• _WHAT IS BEING ASKED_: In the blog post about the upcoming HighEdWeb Conference, what job does the keynote speaker named Kyle hold?

Another week in the books. I don’t know about you, but I’m starting to get the excitement itch about the upcoming HighEdWeb Conference. I guess the itch finally started to set in after I finished my slides for the presentation I’m giving. 60+ slides of goodness later and I’m ready to go! You have also probably noticed that I’m really pumping out the Analytics post lately? Well it’s all part of this presentation preparation and I guess just getting you ready for it also. If your going to the conference and you read this blog well you better make it a point to introduce yourself because at eduWEB meeting all you awesome people is the most exciting part of the conference! So if that wasn’t enough HighEdWeb also has a Ning group created for the conference and I started a thread the beginning of the week to see who else is arriving Saturdayso if you fall in that category drop a line to let the rest of us know. If having a Ning group for the conference wasn’t cool enough one of the Keynote speakers is the director of marketing for Ning and his name is Kyle, therefore he has to be cool!
Well enough of my ramblings, onto what you really care about this post for.
- To NoFollow or To NoIndex That is the Question - A detailed post going into the differences between NoFollow and NoIndex when to use each and other juicy information on the subject.
- Browser battle: Firefox 3.1 vs. Chrome vs. IE 8 - Mozilla’s second alpha release of Firefox 3.1 ups the ante in its browser battles with Microsoft’s Internet Explorer and Google’s Chrome
- Eight Rules for Choosing Web Analytics Key Performance Indicators - The Eight Avinash Rules for Entering KPI Heaven. Is there really any need to explain it any farther?

• _DATA EXTRACT_:

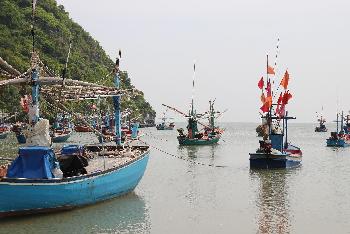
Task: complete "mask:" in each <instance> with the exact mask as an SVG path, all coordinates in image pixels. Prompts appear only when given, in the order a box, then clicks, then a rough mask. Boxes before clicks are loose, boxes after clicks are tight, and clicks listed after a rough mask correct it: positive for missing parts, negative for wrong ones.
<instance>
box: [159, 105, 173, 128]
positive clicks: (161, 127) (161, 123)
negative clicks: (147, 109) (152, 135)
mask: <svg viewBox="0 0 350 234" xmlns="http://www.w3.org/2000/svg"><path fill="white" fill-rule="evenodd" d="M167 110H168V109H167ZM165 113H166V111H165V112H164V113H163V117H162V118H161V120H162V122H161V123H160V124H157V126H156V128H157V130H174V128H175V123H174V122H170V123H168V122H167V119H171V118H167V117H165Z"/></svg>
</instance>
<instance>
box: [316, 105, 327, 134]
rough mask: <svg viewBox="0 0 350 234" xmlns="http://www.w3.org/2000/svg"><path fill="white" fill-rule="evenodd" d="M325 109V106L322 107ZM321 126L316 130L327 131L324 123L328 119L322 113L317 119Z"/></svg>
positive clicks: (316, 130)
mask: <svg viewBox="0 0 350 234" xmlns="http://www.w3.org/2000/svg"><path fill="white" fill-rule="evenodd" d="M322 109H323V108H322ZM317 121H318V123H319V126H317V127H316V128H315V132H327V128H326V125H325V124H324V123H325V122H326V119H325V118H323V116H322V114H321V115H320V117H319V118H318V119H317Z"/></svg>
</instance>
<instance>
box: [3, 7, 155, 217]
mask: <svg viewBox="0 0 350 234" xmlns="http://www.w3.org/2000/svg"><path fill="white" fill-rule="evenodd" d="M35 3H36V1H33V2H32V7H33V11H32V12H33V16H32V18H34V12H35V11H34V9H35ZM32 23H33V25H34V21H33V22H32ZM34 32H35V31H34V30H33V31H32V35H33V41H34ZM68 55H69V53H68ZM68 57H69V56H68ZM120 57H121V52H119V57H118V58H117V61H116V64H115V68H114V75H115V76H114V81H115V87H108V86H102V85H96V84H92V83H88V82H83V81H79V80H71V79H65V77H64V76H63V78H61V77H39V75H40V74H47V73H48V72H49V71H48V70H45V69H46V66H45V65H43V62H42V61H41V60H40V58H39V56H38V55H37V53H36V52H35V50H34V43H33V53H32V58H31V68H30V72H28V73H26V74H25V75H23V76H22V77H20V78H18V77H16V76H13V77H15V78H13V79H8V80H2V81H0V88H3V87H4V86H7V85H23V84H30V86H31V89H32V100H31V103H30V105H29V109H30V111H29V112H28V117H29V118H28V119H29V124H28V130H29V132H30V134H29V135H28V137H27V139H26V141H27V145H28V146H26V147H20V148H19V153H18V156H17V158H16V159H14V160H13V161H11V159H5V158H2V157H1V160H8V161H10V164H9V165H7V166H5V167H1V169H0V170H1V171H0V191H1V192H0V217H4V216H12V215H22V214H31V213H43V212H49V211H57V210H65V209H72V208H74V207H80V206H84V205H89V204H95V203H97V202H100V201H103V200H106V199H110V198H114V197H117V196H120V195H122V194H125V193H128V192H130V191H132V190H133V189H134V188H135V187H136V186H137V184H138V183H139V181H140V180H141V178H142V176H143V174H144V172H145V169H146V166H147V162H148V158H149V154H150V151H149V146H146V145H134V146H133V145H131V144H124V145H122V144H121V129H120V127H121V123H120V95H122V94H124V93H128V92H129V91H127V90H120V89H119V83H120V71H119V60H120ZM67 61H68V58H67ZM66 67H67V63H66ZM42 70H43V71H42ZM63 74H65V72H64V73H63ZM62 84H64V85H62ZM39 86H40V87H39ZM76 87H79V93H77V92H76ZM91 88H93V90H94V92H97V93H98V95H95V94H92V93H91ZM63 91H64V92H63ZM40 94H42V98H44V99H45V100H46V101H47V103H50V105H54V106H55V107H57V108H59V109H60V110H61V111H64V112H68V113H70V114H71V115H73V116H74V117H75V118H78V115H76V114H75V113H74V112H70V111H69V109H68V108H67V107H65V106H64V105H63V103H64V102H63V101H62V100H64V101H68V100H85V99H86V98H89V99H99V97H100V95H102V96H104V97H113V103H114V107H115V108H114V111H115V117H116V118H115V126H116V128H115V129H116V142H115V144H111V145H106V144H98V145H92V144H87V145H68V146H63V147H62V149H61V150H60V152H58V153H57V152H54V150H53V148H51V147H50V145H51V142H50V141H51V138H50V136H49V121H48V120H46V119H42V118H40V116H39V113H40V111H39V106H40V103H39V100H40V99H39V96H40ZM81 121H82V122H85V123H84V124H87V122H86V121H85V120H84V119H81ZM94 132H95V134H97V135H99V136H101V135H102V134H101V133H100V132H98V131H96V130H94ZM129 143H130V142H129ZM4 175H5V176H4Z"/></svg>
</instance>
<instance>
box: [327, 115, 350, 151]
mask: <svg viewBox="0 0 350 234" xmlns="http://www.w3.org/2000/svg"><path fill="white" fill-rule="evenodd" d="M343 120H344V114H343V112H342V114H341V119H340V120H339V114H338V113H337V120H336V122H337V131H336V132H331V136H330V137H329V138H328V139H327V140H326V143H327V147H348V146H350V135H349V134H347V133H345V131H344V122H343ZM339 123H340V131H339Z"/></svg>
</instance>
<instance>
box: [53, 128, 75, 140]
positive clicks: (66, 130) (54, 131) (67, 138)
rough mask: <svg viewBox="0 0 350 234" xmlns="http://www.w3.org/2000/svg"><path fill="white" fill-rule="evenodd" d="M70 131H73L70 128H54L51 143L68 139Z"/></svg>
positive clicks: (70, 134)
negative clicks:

• _OUTPUT OF THE TASK_: He is the director of marketing for Ning.